**Excerpted passage**.

## begin

Amidst reports that the Gulf of Mexico oil spill may be twice the size estimated two weeks ago, it’s been revealed that a multimillionaire House Republican (who happens to own thousands of shares of BP stock) is a key player in the congressional investigation of the spill.
It doesn’t take a genius to see that this is a significant conflict of interest.
Rep. James Sensenbrenner, who represents the wealthiest district in Wisconsin, has openly chastised President Obama for threatening to prosecute BP in court but avoided directly criticizing BP for the spill itself.
What the Congressional committee “finds” with regard to negligence preceding the spill, and the way Capitol Hill votes on this issue could directly affect Sensenbrenner’s investments in the oil company. But, under House rules, he is not required to recuse himself from BP-related issues, Melanie Sloan, executive director of Citizens for Responsibility and Ethics in Washington, told the AP.

## end

**Supplied entries**.

## begin

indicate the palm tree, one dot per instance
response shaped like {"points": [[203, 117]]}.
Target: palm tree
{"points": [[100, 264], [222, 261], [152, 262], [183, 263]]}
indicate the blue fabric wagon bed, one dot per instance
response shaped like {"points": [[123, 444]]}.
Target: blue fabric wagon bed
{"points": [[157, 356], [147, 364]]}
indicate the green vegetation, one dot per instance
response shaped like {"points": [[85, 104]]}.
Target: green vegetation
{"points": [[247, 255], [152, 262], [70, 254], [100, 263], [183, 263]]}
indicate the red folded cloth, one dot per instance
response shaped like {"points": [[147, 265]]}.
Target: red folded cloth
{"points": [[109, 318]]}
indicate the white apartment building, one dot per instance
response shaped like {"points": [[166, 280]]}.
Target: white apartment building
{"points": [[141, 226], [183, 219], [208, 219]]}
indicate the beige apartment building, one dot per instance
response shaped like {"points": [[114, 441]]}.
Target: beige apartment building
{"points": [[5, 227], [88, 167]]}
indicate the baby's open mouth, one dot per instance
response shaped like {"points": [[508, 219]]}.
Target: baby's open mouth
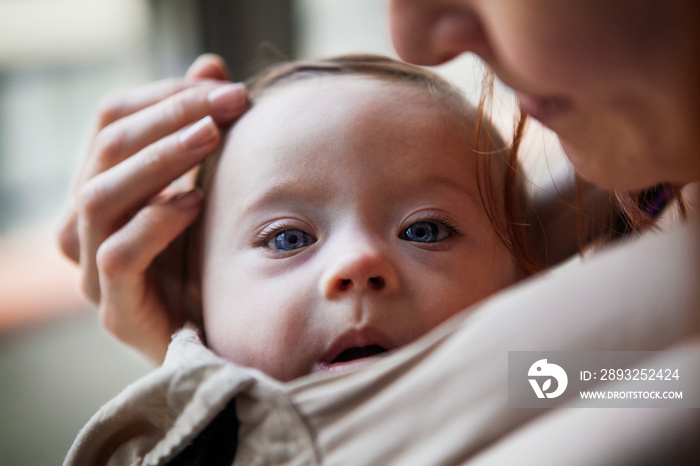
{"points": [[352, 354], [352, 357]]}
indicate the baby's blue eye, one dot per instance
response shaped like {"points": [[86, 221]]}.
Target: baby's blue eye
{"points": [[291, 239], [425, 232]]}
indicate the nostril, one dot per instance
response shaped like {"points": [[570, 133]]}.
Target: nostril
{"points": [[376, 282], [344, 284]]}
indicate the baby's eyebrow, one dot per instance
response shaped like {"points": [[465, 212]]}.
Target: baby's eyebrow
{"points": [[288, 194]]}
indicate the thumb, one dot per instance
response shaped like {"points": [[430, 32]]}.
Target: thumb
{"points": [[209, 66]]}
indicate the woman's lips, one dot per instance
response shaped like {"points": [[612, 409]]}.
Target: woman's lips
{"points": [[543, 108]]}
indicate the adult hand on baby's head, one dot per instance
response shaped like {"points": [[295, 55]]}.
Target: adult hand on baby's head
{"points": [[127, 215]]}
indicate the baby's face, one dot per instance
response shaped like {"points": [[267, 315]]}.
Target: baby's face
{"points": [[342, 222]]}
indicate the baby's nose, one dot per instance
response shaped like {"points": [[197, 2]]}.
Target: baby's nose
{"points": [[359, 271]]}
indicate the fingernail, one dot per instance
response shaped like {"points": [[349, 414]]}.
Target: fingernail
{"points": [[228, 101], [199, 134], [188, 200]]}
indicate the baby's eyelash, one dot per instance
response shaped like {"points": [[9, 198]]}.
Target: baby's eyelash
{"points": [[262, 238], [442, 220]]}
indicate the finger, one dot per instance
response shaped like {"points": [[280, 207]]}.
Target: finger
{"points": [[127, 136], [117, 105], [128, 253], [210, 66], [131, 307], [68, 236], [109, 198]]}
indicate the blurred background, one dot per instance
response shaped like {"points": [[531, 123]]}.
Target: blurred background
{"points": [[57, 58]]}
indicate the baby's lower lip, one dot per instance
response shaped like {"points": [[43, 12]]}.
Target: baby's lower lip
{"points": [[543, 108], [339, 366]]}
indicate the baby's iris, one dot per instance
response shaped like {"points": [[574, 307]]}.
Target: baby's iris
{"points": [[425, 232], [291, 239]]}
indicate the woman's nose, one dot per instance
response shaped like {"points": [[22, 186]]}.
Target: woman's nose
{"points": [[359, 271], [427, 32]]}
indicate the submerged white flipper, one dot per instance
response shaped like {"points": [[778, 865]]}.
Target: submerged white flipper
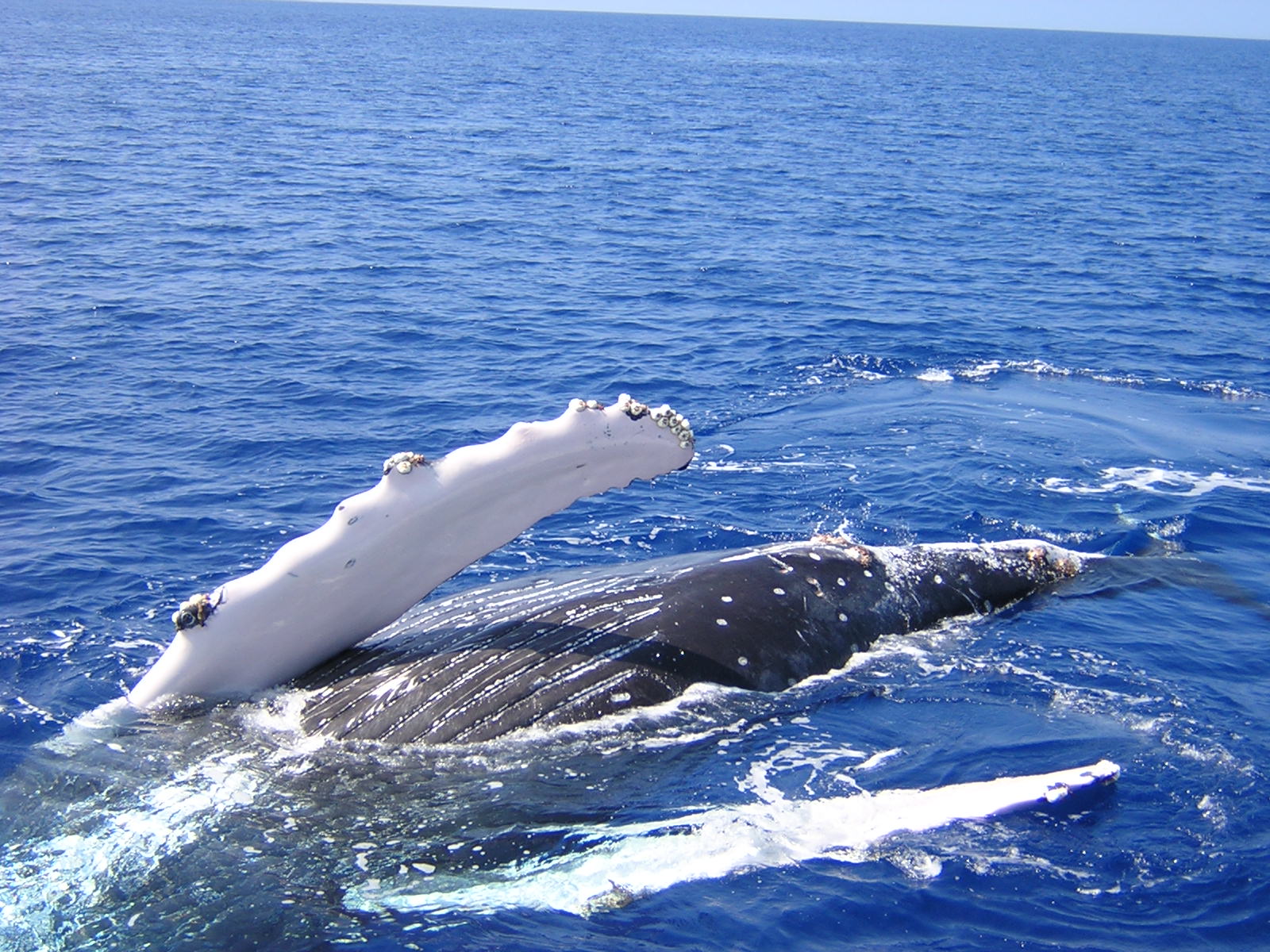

## end
## begin

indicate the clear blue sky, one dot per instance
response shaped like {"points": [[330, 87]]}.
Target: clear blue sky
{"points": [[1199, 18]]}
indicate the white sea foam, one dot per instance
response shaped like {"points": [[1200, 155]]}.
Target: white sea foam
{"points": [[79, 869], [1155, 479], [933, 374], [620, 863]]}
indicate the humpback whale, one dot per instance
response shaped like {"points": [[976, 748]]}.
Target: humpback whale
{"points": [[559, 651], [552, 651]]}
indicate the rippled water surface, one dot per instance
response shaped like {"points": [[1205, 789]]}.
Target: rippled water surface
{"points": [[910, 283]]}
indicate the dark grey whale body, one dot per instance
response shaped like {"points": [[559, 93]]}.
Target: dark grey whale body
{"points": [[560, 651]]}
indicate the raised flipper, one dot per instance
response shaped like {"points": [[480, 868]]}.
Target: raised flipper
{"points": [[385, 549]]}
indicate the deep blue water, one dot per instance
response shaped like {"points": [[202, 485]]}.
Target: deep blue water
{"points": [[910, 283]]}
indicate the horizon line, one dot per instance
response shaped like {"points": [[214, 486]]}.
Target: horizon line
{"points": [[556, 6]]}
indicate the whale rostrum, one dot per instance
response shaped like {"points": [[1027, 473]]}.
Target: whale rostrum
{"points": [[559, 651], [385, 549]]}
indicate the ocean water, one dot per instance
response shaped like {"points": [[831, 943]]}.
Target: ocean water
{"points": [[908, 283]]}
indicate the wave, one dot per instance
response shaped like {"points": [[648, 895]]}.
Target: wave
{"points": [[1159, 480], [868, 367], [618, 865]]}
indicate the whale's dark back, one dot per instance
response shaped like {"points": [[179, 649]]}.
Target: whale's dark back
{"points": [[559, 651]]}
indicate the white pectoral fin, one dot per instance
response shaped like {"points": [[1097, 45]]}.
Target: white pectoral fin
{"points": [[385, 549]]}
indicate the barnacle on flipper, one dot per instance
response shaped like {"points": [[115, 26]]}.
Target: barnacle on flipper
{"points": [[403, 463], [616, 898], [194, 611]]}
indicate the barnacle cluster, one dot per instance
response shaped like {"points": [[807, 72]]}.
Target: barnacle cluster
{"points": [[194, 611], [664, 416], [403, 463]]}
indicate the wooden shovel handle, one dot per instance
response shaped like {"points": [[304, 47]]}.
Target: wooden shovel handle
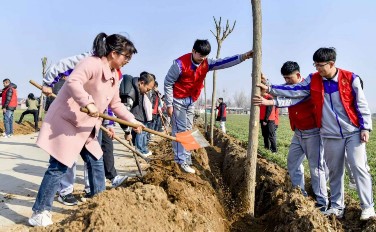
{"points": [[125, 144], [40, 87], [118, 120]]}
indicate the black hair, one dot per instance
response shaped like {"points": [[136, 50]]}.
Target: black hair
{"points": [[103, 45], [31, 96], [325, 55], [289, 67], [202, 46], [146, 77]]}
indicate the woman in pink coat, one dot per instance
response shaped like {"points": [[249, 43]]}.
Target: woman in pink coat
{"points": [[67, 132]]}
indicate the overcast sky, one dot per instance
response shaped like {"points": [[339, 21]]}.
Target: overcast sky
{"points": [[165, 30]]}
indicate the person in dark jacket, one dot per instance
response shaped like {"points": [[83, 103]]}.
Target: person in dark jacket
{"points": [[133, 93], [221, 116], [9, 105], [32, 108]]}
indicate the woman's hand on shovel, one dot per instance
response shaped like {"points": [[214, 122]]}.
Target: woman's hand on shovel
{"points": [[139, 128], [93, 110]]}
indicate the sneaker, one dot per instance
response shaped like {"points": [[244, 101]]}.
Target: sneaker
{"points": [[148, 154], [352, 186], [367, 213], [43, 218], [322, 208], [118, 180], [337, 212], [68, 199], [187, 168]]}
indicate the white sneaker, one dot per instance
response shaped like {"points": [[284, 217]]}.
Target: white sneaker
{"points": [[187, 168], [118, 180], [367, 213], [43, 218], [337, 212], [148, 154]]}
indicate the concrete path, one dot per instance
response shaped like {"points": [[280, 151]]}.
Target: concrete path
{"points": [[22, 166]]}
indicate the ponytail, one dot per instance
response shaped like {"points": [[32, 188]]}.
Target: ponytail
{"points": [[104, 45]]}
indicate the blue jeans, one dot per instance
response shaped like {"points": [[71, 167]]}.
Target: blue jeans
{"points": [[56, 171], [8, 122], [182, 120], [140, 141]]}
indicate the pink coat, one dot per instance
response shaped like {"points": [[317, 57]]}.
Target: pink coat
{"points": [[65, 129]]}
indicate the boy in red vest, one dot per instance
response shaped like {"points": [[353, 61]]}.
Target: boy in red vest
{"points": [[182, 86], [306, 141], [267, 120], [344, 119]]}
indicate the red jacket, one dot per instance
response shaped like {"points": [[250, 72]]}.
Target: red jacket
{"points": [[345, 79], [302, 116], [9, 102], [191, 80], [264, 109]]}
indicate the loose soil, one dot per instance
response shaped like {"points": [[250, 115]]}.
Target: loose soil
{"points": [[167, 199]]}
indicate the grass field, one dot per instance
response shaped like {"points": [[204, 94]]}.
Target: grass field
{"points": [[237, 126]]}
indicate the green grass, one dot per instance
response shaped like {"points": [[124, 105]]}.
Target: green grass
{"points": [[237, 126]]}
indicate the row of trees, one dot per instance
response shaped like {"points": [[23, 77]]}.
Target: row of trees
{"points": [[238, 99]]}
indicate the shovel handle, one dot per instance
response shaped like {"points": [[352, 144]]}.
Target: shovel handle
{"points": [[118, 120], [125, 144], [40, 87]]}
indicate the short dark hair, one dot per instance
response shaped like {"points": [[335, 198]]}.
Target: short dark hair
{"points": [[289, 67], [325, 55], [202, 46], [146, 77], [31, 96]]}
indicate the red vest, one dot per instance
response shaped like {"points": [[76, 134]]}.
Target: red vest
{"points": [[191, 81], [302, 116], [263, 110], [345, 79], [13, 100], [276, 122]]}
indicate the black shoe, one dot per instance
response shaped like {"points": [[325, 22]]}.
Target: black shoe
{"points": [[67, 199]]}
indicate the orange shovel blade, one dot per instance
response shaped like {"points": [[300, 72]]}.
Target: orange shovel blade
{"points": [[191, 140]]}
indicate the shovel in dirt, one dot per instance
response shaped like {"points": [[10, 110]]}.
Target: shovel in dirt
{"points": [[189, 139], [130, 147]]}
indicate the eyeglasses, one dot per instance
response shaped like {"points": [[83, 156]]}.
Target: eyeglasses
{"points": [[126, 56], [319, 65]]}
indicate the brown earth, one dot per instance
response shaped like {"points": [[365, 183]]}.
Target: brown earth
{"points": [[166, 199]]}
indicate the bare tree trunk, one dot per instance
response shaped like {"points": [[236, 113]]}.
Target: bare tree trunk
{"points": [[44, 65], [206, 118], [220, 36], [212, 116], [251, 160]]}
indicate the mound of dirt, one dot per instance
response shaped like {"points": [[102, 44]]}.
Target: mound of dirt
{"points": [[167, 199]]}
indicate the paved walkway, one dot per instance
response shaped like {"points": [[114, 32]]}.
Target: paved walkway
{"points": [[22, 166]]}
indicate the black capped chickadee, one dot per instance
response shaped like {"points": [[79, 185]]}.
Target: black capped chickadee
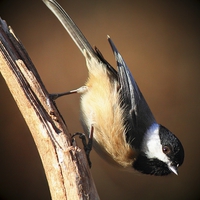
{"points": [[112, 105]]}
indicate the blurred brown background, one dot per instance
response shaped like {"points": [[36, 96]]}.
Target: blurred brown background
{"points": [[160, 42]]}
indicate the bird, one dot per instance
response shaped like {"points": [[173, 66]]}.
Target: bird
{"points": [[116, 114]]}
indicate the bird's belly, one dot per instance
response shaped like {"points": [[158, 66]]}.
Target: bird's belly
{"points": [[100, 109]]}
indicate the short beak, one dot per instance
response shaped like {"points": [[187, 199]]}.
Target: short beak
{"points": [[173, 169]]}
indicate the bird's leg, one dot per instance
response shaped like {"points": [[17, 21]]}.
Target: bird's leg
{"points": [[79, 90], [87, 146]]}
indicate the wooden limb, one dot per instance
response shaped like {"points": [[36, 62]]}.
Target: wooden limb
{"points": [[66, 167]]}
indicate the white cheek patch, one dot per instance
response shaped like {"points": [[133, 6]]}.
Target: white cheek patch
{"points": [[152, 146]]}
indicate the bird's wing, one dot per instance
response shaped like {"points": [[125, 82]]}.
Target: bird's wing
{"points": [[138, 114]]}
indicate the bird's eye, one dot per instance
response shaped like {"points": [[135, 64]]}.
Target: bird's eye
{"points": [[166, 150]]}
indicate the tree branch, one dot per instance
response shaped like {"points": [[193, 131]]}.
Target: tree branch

## end

Continue the article on Rep. Sensenbrenner's BP shares and the spill investigation, starting after its last sentence. The entries after the article play no part in what follows.

Apparently, House rules only prohibit such lawmakers from being involved with a bill “in which the lawmaker is the only one in which he or she has an interest.”
(Note: If you figure out a way to interpret that statement in plain English, feel free to share it in the comments!)
If nothing else, Sensenbrenner’s presence (and refusal to leave) the spill probe committee rattles the confidence of those who hoped that the U.S. Attorney General’s announcement of both criminal and civil investigations would actually hold those responsible for this environmental disaster accountable to the fullest extent of the law.
It’s worth noting, however, that in 2005, Sensenbrenner — over the objections of BP — voted in favor of a ban on oil and gas drilling in the Great Lakes.
Meanwhile, U.S. Geological Survey Director Marcia McNutt told reporters that BP’s first “successful” attempt to slow the flood of oil from the severed underground pipe is only collecting a fraction of what’s escaping into the ocean.
“The lowest estimate that we’re seeing that scientists think is credible is about 20,000 barrels, and the highest we’re seeing is probably a little over 40,000, and maybe a little bit more,” depending on how much natural gas is also being released from the well, McNutt said.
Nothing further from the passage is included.